[Data listing — start]

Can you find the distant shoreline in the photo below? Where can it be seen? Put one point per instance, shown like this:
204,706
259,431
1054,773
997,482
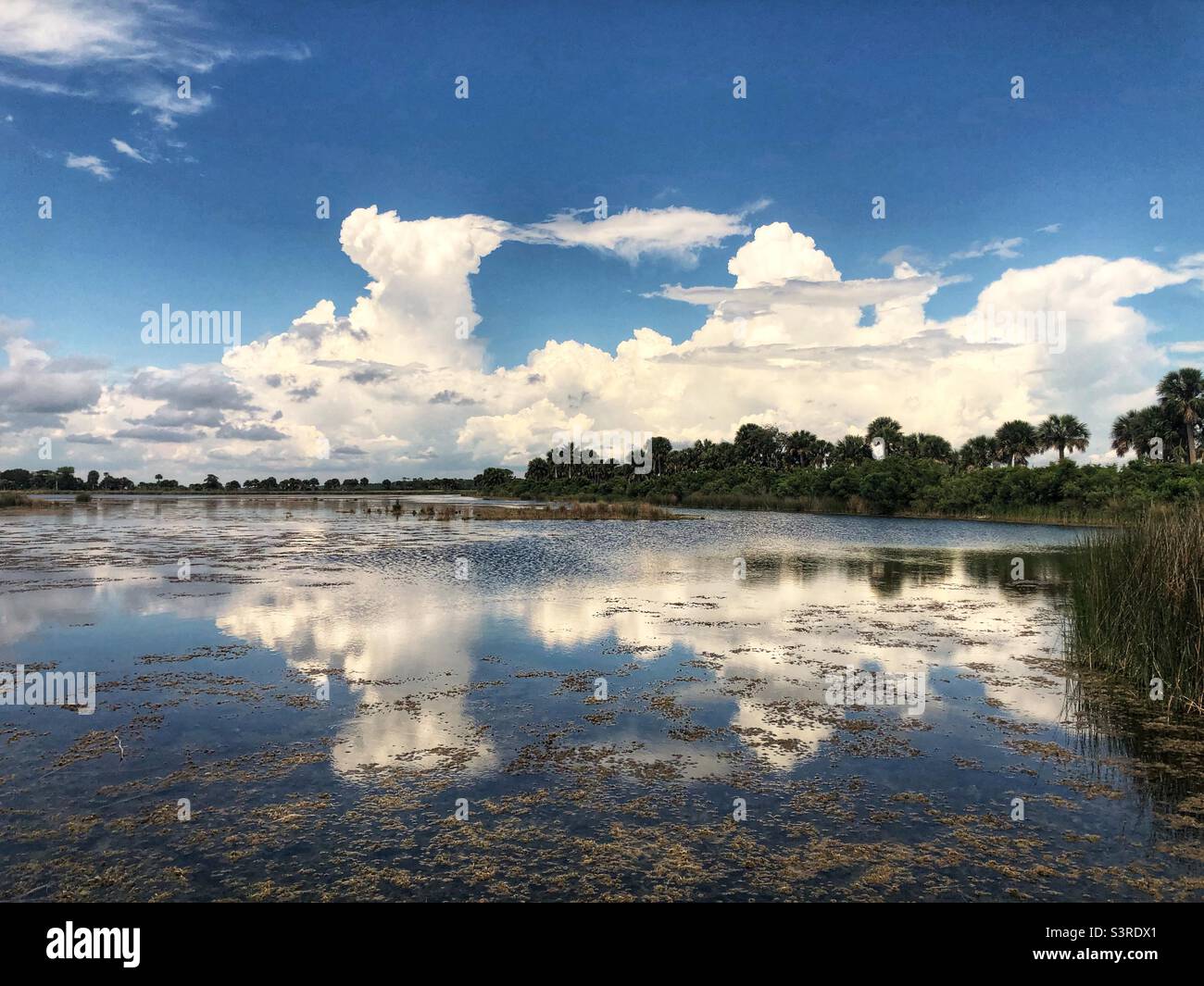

[Data listing — finish]

Task:
Every entry above is to be copied verbatim, with the pictures removed.

Problem solution:
Can you find the distant shoreline in the photo below? Where can it be seen? Put one point per instance, shown like this:
204,706
259,431
1054,773
997,482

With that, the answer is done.